Data entries:
- - -

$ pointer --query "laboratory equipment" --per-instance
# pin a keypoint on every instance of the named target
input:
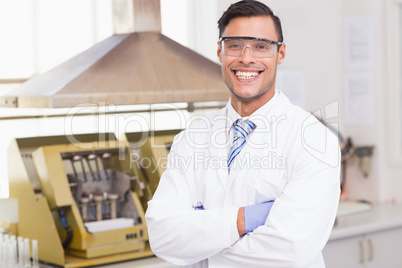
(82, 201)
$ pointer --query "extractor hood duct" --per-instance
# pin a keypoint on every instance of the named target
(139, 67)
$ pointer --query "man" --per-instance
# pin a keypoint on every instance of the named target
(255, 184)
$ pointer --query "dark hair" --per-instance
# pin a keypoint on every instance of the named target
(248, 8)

- - -

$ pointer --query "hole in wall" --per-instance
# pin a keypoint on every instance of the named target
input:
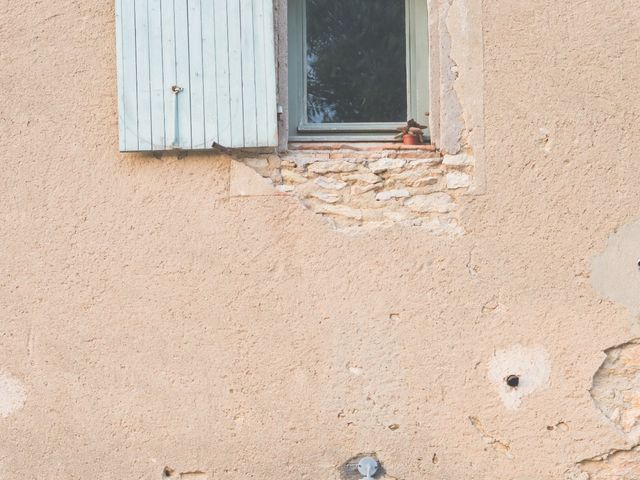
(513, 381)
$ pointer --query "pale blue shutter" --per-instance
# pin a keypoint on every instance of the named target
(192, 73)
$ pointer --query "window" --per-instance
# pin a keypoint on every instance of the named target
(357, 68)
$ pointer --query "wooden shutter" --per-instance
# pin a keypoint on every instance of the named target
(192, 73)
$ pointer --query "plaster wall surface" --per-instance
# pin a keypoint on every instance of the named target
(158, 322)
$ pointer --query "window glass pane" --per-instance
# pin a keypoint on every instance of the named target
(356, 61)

- - -

- _TASK STATEMENT_
How many lines in the rows above contain the string "window"? Case counts. Give only the number.

- _FINISHED ANSWER_
2